[Excerpts from a dataset]
-=-=-=-=-

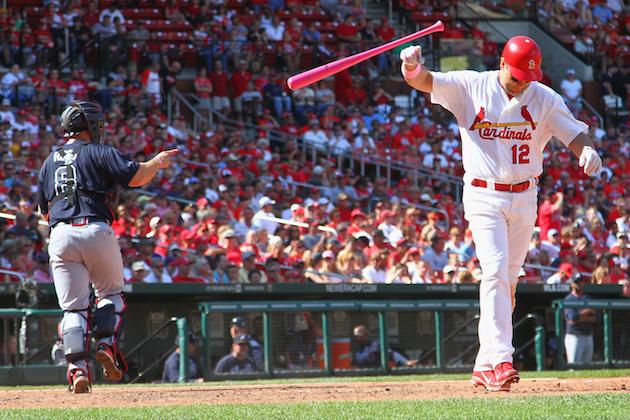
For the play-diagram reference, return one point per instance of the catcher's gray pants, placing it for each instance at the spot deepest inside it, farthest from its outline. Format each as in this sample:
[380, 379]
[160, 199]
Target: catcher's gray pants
[80, 255]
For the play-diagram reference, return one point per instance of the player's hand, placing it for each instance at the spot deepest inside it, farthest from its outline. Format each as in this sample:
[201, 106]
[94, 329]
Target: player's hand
[590, 161]
[164, 158]
[412, 55]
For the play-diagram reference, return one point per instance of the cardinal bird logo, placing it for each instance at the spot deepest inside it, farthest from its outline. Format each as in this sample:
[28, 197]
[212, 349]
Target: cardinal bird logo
[527, 116]
[481, 115]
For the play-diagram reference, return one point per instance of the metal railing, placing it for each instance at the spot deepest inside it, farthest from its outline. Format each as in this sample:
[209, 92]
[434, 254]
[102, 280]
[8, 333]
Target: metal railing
[382, 165]
[438, 308]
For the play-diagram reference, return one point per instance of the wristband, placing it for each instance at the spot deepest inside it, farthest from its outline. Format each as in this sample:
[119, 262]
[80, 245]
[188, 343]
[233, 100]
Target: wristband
[409, 75]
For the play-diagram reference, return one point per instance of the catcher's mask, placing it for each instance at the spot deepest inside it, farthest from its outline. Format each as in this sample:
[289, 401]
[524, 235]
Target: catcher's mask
[84, 116]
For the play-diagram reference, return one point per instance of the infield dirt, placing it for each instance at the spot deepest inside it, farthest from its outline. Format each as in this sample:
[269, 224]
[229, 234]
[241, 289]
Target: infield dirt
[136, 396]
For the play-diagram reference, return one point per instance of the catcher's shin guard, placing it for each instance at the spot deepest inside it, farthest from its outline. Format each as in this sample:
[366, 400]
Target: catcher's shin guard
[107, 328]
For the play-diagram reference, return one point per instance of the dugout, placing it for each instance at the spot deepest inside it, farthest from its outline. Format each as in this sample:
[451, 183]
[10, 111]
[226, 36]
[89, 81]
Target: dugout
[152, 306]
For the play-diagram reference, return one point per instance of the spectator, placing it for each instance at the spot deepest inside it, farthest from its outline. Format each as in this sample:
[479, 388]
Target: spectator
[171, 365]
[435, 255]
[456, 244]
[240, 82]
[157, 272]
[578, 339]
[571, 88]
[315, 136]
[12, 84]
[364, 143]
[203, 88]
[549, 213]
[140, 271]
[183, 268]
[563, 275]
[113, 12]
[260, 219]
[376, 271]
[220, 86]
[152, 82]
[238, 361]
[275, 29]
[552, 244]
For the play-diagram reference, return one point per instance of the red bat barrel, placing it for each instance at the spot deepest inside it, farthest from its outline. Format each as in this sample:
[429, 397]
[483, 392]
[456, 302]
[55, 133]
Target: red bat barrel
[308, 77]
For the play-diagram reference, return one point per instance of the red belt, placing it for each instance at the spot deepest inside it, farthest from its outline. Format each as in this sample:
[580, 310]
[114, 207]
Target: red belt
[520, 187]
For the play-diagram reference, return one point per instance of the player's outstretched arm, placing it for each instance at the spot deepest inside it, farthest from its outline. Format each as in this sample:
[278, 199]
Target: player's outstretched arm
[147, 170]
[584, 149]
[413, 70]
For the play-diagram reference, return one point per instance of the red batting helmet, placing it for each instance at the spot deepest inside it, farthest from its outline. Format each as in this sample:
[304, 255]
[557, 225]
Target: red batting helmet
[524, 57]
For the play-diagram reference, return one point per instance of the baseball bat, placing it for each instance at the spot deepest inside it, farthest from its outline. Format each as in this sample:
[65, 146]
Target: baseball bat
[308, 77]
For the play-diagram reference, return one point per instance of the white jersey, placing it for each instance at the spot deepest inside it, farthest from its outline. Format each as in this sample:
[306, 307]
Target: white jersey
[503, 139]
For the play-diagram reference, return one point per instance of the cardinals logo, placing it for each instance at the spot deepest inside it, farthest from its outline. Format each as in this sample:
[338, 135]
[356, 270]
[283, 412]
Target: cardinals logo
[527, 116]
[503, 130]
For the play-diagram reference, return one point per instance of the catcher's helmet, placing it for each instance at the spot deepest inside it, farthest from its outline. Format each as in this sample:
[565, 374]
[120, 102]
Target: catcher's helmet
[523, 56]
[84, 116]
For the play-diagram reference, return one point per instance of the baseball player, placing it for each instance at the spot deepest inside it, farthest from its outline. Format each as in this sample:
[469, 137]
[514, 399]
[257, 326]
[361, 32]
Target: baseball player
[76, 182]
[505, 119]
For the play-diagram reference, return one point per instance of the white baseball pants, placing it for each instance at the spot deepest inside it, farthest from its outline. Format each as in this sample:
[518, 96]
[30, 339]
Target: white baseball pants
[501, 224]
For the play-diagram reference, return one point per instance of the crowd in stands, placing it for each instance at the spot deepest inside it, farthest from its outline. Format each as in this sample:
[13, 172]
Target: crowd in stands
[244, 206]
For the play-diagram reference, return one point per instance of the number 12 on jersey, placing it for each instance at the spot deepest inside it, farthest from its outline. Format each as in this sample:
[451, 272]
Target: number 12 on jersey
[520, 154]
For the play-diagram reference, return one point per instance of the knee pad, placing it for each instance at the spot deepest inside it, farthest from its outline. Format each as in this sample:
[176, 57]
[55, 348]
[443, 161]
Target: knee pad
[74, 327]
[104, 321]
[107, 316]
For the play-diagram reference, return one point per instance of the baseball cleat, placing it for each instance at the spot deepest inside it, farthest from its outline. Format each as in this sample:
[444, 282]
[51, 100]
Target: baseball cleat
[80, 382]
[105, 356]
[487, 380]
[505, 374]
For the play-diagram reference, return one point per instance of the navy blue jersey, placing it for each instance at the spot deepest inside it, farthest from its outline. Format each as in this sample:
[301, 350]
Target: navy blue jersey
[230, 364]
[97, 168]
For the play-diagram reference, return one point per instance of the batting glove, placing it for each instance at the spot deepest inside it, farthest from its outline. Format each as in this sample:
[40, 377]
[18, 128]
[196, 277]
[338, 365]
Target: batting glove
[590, 161]
[412, 55]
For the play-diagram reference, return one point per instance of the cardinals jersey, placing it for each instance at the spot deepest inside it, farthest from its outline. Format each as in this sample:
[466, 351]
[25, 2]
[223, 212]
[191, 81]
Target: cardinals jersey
[503, 137]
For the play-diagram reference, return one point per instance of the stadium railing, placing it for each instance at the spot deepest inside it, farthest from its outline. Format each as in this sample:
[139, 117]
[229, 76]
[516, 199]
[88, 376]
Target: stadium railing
[316, 338]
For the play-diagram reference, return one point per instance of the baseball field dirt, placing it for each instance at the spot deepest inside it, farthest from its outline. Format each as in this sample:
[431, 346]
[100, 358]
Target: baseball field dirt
[151, 395]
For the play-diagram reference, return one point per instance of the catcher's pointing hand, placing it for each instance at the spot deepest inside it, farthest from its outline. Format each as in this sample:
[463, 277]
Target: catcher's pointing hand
[164, 158]
[412, 55]
[590, 161]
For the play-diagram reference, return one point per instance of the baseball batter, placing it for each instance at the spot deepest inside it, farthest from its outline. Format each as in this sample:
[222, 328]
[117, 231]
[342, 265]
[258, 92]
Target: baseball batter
[76, 182]
[505, 118]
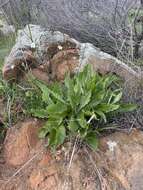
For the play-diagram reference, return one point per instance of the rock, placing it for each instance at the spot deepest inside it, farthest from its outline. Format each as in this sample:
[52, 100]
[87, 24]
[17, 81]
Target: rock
[63, 62]
[17, 63]
[6, 29]
[20, 141]
[115, 165]
[49, 47]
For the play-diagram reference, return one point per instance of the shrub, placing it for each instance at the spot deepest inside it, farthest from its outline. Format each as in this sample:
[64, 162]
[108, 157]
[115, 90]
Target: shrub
[72, 107]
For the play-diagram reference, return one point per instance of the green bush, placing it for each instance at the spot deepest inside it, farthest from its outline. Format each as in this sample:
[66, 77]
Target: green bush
[71, 108]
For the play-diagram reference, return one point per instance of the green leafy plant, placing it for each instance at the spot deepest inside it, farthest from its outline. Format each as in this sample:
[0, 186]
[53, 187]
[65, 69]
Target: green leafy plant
[73, 109]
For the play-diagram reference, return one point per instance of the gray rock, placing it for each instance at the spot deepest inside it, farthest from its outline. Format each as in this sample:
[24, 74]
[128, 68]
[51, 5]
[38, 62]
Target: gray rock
[39, 38]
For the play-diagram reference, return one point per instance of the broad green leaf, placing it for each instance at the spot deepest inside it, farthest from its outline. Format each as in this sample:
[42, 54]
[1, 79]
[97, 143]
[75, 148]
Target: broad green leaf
[85, 99]
[92, 140]
[43, 132]
[58, 108]
[45, 92]
[40, 113]
[101, 114]
[82, 121]
[73, 125]
[127, 107]
[107, 107]
[117, 98]
[60, 135]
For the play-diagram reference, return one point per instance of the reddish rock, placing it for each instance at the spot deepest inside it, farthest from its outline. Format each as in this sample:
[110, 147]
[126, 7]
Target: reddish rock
[19, 142]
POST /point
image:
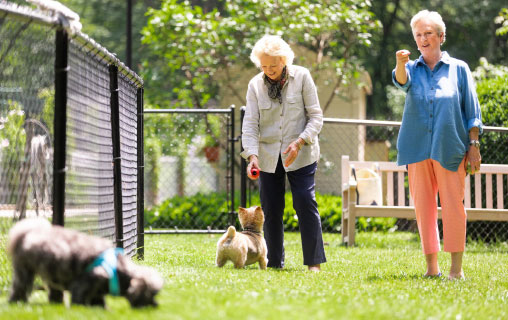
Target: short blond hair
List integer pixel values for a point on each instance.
(273, 46)
(433, 16)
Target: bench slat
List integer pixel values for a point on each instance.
(488, 193)
(478, 190)
(473, 214)
(400, 210)
(389, 188)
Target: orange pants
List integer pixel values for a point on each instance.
(426, 178)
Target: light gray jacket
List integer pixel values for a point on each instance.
(269, 126)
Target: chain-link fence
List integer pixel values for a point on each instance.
(69, 113)
(189, 156)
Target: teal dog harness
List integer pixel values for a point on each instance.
(108, 260)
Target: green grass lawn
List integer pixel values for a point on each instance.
(379, 279)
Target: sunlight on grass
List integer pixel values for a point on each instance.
(381, 278)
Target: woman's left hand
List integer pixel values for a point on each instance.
(292, 151)
(474, 158)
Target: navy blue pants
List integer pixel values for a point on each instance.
(272, 189)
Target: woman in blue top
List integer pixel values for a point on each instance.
(438, 137)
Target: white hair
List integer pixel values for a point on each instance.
(434, 17)
(273, 46)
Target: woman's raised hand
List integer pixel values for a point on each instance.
(402, 56)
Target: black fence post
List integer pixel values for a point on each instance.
(117, 157)
(232, 165)
(141, 180)
(60, 125)
(243, 166)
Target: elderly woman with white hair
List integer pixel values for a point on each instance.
(438, 137)
(280, 137)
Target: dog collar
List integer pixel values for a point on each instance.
(108, 260)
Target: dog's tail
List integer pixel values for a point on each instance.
(231, 232)
(20, 229)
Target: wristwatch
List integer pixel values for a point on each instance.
(475, 143)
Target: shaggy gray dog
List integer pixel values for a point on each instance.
(63, 259)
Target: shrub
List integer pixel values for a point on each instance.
(202, 211)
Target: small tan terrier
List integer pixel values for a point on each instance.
(246, 247)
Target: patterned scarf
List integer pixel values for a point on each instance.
(275, 86)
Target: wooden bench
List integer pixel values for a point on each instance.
(399, 207)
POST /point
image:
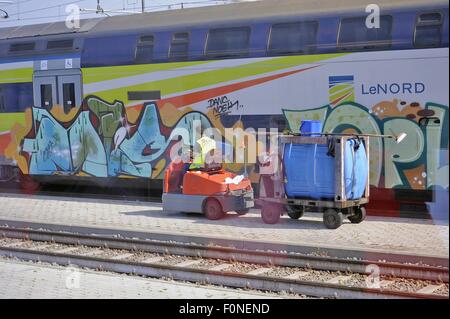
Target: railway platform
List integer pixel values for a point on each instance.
(381, 237)
(31, 280)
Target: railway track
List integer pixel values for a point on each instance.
(315, 276)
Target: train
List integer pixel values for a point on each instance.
(99, 102)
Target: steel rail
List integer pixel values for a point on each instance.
(228, 279)
(409, 271)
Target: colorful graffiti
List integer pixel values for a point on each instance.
(99, 140)
(419, 162)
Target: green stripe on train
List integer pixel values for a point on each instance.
(214, 77)
(16, 75)
(99, 74)
(8, 120)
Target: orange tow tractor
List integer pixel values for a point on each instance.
(207, 189)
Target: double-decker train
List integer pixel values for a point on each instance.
(100, 102)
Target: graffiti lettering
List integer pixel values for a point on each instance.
(419, 162)
(223, 105)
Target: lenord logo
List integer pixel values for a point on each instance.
(341, 89)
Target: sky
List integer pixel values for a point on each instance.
(23, 12)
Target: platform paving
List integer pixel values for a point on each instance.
(394, 235)
(22, 280)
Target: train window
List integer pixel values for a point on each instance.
(428, 30)
(21, 47)
(228, 42)
(46, 96)
(60, 44)
(68, 96)
(2, 103)
(354, 34)
(144, 49)
(293, 38)
(179, 47)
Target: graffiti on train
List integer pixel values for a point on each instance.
(99, 140)
(419, 162)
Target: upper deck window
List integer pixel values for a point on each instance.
(179, 47)
(428, 30)
(2, 102)
(228, 42)
(354, 34)
(21, 47)
(144, 49)
(293, 38)
(60, 44)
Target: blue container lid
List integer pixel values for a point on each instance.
(311, 126)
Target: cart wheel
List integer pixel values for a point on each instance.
(213, 210)
(243, 211)
(332, 218)
(270, 214)
(295, 212)
(359, 216)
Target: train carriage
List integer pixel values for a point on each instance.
(101, 102)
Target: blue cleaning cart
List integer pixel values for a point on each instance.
(328, 175)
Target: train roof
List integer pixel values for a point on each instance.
(209, 14)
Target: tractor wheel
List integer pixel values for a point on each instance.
(243, 211)
(359, 216)
(332, 218)
(270, 213)
(295, 212)
(212, 209)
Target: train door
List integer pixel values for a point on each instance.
(57, 82)
(69, 91)
(45, 94)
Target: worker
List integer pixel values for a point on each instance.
(207, 148)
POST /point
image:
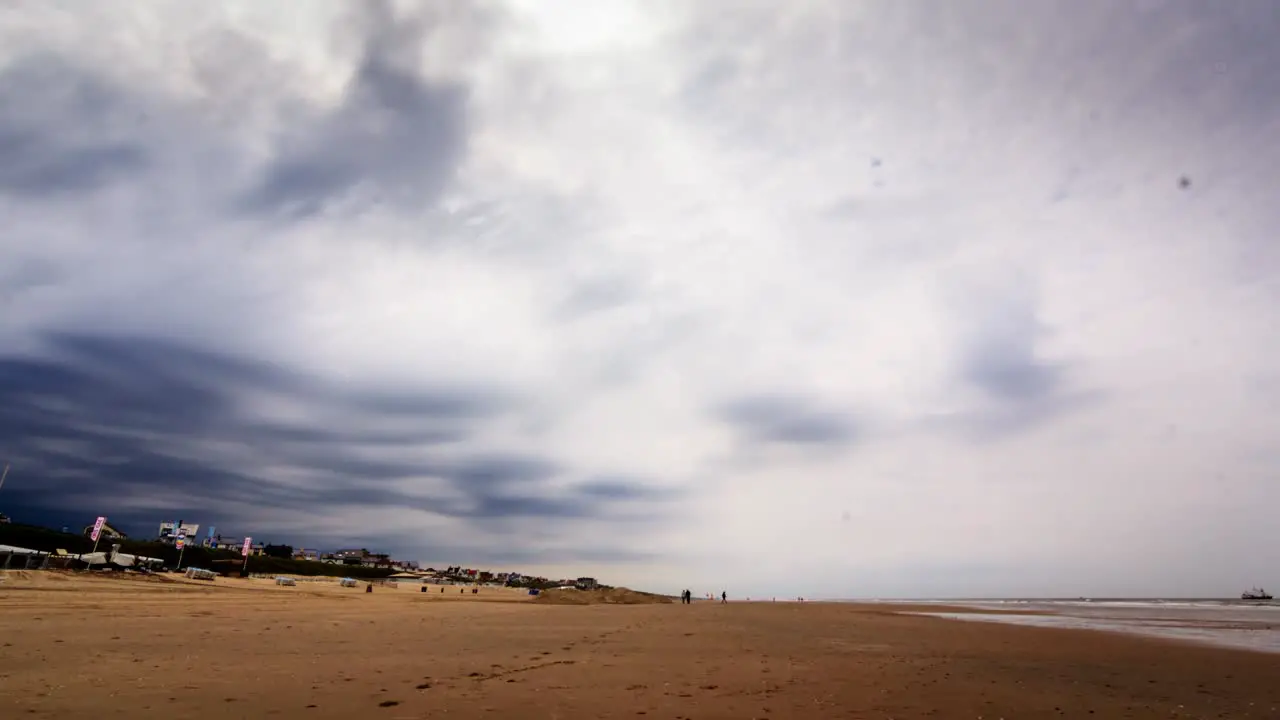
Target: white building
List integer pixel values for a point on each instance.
(170, 531)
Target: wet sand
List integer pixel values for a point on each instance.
(81, 647)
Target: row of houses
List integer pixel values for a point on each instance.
(169, 533)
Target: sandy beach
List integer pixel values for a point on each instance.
(131, 648)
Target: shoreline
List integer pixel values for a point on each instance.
(136, 648)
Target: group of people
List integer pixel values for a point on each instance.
(686, 597)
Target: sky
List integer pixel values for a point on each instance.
(824, 299)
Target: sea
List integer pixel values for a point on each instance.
(1226, 623)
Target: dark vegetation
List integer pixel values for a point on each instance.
(193, 556)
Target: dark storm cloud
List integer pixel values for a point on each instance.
(789, 420)
(63, 131)
(394, 136)
(100, 420)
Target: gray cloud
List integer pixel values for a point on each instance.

-=-=-=-=-

A count alone is required. How many lines in the entries contain the string "graffiti"?

__RESPONSE FOR THIS EXERCISE__: 3